● **Document text**
********

- - Sunday, January 17, 2021

These are tough times. Despite the welcome arrival of vaccines, the pandemic still rages on for now. Political strife continues. Public trust is at all time lows.

We need hope. Real hope. But where can we find it?

When the Rev. Martin Luther King Jr. delivered his famous “I Have a Dream” speech in 1963, he found hope in the words of our American Founders. As he said: “When the architects of our republic wrote the magnificent words of the Constitution and the Declaration of Independence, they were signing a promissory note to which every American was to fall heir. This note was a promise that all men, yes, black men as well as white men, would be guaranteed the unalienable rights of life, liberty, and the pursuit of happiness.”

In drawing strength from our Founding, King was following in the footsteps of another great American who, like King, saw a bright future for our country — if we stay true to our Founding principles.

Frederick Douglass was born enslaved in Talbot County, Maryland, in 1818. Through his own persistence, he learned to read and dreamed of a better life as a free person. He courageously escaped from slavery in 1838 and eventually became one of the most famous abolitionists of his day. He fiercely condemned the injustice of slavery and, through his own story of his life, exposed the horrors of the slave system.

********

● **Problems to solve**
A) Please print the essay on hope exactly, starting with "Frederick Douglass was" and going on through "the slave system.".
B) Answer these questions from the essay on hope:
(i) In what year did King deliver his "I Have a Dream" speech?
(ii) Where was Frederick Douglass born?
(iii) In what year did Douglass escape from slavery?
C) In one to three sentences, explain why King found hope in the words of the Founders, according to the essay on hope.

********

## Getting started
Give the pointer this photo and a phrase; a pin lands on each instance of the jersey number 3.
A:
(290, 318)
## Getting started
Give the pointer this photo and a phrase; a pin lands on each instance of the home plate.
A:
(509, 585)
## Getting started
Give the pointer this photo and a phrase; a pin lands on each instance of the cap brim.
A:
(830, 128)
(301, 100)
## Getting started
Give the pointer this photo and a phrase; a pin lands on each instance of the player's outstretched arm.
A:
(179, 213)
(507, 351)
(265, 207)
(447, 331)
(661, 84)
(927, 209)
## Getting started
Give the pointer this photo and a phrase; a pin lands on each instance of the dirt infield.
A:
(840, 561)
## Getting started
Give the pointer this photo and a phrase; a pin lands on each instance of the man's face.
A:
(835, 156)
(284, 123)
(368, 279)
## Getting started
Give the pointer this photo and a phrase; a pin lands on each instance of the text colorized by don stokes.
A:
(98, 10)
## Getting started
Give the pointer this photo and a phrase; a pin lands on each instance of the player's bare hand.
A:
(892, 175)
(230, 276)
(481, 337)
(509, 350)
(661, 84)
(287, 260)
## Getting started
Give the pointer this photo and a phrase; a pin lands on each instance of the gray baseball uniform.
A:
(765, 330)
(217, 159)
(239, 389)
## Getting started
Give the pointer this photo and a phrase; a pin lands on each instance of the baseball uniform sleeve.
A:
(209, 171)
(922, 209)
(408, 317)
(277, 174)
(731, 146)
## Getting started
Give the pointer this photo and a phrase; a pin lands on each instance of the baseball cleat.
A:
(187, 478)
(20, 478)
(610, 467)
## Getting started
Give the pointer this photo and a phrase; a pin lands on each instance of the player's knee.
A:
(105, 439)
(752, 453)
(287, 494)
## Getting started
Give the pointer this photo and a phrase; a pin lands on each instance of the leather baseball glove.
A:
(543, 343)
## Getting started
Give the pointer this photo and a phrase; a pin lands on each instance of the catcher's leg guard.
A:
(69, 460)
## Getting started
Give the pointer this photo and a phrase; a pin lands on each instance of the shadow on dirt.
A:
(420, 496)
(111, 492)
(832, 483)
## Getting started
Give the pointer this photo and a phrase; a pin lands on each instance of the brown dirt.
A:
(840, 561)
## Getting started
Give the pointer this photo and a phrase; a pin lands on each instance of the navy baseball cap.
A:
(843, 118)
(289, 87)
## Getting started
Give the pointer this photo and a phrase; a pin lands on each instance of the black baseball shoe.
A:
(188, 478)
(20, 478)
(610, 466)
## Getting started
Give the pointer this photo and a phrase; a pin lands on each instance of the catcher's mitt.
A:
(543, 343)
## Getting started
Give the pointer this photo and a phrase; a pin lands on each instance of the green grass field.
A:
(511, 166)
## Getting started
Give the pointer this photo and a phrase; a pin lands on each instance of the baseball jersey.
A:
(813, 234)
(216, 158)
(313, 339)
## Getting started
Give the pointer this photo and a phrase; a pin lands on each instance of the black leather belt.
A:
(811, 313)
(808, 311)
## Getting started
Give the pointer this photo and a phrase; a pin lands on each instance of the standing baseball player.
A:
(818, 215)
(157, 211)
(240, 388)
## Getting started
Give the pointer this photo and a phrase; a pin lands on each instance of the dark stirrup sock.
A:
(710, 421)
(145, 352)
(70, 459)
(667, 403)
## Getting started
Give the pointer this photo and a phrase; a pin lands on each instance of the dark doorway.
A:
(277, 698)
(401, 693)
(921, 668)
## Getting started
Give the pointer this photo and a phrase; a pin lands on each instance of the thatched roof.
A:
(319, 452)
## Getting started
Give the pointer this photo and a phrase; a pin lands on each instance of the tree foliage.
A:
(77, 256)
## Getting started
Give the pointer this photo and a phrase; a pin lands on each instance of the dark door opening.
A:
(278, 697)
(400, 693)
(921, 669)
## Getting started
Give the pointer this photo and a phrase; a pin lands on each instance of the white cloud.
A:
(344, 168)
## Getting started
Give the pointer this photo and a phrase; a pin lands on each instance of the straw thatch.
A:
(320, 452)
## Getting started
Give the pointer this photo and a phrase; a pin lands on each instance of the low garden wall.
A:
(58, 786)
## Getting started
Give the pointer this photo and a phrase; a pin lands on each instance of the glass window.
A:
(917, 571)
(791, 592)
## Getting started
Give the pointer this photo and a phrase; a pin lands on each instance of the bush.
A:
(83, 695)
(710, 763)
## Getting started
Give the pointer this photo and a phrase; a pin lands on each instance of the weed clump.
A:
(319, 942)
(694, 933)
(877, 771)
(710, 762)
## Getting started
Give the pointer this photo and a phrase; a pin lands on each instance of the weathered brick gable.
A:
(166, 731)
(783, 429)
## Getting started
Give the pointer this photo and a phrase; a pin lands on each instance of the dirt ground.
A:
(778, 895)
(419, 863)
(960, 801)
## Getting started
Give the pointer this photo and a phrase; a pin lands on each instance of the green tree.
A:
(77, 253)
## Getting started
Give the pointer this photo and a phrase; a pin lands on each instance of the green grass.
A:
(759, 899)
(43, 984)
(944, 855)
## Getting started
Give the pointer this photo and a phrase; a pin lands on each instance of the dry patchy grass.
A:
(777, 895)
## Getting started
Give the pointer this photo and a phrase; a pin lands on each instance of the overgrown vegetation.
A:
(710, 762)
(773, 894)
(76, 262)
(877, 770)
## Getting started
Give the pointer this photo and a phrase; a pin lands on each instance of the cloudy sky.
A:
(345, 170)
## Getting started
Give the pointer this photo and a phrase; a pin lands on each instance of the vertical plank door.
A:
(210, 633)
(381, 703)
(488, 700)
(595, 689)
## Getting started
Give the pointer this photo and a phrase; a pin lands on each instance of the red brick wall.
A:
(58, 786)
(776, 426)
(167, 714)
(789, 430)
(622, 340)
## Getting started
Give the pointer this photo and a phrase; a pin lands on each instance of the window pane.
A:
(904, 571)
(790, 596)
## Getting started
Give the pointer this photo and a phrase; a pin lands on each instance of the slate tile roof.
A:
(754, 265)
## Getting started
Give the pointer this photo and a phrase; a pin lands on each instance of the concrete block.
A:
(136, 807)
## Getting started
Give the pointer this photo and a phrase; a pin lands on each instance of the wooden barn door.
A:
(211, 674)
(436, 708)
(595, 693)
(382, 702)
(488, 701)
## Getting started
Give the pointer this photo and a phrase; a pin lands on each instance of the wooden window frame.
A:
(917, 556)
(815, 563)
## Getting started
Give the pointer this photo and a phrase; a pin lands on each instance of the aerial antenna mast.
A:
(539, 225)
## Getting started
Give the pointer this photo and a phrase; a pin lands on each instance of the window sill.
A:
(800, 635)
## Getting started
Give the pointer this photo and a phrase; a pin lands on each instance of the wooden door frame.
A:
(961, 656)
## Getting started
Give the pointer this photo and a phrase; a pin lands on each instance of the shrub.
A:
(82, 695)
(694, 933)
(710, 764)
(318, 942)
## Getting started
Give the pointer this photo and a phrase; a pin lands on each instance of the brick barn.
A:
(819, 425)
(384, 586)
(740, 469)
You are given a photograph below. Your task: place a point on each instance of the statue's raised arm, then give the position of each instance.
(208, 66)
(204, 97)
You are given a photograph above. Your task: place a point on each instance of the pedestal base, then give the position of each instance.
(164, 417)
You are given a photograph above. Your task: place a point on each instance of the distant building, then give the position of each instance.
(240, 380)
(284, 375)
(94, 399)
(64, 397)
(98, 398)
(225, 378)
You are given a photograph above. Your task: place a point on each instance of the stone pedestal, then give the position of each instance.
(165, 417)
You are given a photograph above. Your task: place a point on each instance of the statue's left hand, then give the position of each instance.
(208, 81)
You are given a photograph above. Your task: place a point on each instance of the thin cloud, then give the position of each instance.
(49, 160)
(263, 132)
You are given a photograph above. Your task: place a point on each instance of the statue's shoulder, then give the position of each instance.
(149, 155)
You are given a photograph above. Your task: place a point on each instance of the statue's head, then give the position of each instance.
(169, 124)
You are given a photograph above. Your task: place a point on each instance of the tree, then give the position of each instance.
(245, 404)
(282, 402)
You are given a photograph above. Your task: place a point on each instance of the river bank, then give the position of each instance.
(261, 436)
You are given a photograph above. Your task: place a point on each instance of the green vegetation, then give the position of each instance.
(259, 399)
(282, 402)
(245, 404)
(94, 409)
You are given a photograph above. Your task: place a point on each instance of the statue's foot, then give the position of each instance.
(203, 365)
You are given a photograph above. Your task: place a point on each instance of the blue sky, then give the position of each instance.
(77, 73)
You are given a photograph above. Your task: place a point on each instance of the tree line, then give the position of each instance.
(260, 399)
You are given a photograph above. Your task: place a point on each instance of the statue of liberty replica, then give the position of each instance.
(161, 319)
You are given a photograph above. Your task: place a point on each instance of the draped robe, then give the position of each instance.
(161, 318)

********

● **Response list**
A)
Frederick Douglass was born enslaved in Talbot County, Maryland, in 1818. Through his own persistence, he learned to read and dreamed of a better life as a free person. He courageously escaped from slavery in 1838 and eventually became one of the most famous abolitionists of his day. He fiercely condemned the injustice of slavery and, through his own story of his life, exposed the horrors of the slave system.

B)
(i) 1963
(ii) Talbot County, Maryland
(iii) 1838

C) King saw the Constitution and the Declaration of Independence as a promissory note to which every American was to fall heir. That note promised that all men, black as well as white, would be guaranteed the unalienable rights of life, liberty, and the pursuit of happiness.